● What to do:
Using the entries below, return word for word the lines from the one containing "Identify the suit" up to and including the last.

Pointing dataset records

>> Start

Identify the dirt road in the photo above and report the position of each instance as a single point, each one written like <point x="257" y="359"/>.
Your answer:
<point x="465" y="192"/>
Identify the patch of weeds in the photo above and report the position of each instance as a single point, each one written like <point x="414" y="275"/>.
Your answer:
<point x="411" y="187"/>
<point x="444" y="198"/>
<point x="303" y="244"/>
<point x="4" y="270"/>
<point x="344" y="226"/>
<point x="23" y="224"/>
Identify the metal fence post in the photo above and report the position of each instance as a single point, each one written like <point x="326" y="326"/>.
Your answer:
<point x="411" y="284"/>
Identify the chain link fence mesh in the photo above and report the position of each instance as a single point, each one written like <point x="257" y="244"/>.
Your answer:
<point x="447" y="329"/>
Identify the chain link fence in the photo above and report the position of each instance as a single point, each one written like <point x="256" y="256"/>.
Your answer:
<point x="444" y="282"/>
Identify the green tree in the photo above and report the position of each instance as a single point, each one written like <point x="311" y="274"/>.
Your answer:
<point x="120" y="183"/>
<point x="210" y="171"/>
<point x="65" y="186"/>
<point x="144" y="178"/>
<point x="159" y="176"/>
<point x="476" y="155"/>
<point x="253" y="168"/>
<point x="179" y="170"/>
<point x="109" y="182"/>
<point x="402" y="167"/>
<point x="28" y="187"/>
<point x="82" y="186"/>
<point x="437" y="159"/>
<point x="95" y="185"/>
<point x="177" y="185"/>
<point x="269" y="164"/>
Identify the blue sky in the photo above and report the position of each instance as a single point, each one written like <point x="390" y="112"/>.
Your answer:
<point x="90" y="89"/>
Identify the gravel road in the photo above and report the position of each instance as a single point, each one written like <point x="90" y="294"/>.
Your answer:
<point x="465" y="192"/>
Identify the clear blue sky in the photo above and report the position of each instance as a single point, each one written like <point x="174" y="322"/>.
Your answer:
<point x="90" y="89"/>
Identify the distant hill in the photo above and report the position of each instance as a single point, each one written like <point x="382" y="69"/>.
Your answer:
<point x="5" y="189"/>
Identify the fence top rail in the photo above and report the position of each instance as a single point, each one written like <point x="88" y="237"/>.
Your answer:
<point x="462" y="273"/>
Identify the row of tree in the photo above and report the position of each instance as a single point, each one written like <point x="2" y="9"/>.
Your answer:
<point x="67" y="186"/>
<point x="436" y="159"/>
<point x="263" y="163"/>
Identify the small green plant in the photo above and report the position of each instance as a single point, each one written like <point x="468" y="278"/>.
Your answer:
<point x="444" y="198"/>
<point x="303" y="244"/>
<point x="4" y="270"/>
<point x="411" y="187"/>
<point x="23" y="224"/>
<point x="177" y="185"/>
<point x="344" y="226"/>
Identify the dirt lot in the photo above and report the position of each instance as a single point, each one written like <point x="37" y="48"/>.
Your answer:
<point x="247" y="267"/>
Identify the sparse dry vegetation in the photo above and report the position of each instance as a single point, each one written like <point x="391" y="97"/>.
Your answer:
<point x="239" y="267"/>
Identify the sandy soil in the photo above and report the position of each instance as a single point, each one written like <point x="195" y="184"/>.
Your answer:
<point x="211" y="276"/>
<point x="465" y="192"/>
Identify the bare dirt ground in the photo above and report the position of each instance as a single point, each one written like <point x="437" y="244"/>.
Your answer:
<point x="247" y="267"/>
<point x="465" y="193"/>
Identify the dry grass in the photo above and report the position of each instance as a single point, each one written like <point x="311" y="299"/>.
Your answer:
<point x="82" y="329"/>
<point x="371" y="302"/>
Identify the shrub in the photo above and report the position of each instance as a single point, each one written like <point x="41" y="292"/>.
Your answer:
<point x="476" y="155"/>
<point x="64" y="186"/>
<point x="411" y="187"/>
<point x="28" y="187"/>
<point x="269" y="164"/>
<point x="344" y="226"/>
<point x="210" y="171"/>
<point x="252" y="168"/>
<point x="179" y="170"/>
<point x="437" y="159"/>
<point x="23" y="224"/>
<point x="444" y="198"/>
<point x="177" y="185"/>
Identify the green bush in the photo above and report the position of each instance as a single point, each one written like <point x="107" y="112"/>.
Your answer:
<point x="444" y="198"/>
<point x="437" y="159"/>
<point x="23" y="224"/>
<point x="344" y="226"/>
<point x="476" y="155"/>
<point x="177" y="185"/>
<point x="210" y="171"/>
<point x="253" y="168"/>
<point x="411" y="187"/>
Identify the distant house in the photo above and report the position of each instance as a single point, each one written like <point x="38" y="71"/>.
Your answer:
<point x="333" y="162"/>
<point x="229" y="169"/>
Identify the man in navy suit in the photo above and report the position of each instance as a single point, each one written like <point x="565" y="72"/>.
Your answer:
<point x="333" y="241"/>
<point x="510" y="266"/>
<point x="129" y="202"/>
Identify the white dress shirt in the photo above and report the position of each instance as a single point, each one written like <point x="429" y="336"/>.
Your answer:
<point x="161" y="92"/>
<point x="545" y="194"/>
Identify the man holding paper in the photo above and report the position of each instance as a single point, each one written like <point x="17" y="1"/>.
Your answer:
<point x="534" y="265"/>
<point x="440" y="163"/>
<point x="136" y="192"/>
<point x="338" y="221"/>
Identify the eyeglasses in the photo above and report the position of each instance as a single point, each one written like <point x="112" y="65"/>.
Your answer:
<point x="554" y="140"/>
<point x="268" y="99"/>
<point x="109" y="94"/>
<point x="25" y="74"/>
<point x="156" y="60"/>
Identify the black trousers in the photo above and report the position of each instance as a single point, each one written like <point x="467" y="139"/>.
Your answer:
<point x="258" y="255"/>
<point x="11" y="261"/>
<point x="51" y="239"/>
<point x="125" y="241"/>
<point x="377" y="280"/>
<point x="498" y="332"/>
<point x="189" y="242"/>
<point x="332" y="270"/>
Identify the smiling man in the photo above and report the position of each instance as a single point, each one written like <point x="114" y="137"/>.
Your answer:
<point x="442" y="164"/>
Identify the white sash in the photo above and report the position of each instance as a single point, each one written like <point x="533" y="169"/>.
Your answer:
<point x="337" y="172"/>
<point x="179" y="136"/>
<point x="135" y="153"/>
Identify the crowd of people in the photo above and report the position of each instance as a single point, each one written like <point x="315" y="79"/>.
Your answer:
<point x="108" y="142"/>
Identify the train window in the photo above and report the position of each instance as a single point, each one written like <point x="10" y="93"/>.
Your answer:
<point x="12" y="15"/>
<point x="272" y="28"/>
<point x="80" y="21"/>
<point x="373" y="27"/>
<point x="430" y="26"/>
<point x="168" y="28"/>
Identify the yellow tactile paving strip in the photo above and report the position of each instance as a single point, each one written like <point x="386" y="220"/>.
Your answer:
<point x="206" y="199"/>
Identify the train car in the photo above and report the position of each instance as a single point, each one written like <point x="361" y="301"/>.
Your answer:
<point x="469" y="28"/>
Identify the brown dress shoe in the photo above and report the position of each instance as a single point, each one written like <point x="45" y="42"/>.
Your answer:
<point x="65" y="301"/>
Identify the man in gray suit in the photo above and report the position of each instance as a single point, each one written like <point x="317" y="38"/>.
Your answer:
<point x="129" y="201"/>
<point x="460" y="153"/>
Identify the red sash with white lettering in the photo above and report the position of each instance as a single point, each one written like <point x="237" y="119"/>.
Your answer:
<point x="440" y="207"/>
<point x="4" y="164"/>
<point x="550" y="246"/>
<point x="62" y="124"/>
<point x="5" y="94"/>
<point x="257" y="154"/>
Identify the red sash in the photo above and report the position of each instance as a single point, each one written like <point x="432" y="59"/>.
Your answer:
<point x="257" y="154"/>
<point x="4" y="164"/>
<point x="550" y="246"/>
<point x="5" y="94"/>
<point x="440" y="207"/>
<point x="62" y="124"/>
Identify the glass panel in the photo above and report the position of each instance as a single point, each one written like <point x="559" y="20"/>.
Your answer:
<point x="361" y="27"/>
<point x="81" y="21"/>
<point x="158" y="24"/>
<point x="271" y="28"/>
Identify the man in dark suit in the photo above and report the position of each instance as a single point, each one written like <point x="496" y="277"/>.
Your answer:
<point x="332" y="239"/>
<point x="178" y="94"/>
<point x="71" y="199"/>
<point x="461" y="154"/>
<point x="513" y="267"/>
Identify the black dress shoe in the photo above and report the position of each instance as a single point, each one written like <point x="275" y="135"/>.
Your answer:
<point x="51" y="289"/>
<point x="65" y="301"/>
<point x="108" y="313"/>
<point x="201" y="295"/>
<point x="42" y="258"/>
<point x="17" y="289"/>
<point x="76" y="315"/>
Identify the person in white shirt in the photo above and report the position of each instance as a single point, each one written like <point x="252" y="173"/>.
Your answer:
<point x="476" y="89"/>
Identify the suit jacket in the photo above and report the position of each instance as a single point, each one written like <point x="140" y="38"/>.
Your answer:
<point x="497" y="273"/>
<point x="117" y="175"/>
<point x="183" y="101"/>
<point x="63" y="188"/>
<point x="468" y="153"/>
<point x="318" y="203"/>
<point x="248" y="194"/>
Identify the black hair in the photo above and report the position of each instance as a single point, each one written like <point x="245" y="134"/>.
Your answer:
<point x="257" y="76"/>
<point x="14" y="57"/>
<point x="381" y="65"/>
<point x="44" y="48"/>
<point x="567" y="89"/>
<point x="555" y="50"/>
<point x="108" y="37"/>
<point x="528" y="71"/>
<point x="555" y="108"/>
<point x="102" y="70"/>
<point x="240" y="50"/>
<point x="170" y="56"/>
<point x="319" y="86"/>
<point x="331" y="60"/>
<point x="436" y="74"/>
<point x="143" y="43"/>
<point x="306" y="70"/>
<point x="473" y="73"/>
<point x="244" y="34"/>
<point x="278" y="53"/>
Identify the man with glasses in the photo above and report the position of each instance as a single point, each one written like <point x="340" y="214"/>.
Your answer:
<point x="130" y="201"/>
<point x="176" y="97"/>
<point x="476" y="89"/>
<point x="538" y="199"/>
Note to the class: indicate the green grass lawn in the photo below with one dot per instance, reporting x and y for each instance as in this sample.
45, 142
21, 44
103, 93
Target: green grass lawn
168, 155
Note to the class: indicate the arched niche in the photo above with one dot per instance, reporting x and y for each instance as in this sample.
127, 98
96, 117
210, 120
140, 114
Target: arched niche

>> End

● Response to this task:
Identify the suit jacket in the photo above and report the position of each instance as a single point, each one written like <point x="140" y="38"/>.
Your answer:
<point x="497" y="273"/>
<point x="117" y="175"/>
<point x="183" y="101"/>
<point x="63" y="188"/>
<point x="468" y="153"/>
<point x="318" y="203"/>
<point x="248" y="194"/>
Identify the black hair in the photo above and report the position of each instance as a single point, each one written like <point x="245" y="134"/>.
Your answer:
<point x="257" y="76"/>
<point x="14" y="57"/>
<point x="381" y="65"/>
<point x="44" y="48"/>
<point x="567" y="89"/>
<point x="555" y="50"/>
<point x="108" y="37"/>
<point x="528" y="71"/>
<point x="555" y="108"/>
<point x="102" y="70"/>
<point x="240" y="50"/>
<point x="170" y="56"/>
<point x="319" y="86"/>
<point x="331" y="60"/>
<point x="436" y="74"/>
<point x="143" y="43"/>
<point x="306" y="70"/>
<point x="473" y="73"/>
<point x="244" y="34"/>
<point x="278" y="53"/>
Identify the man with glasses in the photo above and report the position of each instance as a single point, each one written like <point x="340" y="214"/>.
Your answer:
<point x="130" y="201"/>
<point x="176" y="97"/>
<point x="476" y="89"/>
<point x="538" y="199"/>
Note to the class: indicate the green grass lawn in the photo below with one dot per instance, reporting x and y for each instance as in this sample.
45, 142
21, 44
103, 93
Target: green grass lawn
168, 155
Note to the class: indicate the arched niche in the photo above with one dot per instance, reporting x and y for each instance as in this sample.
127, 98
96, 117
210, 120
140, 114
Target: arched niche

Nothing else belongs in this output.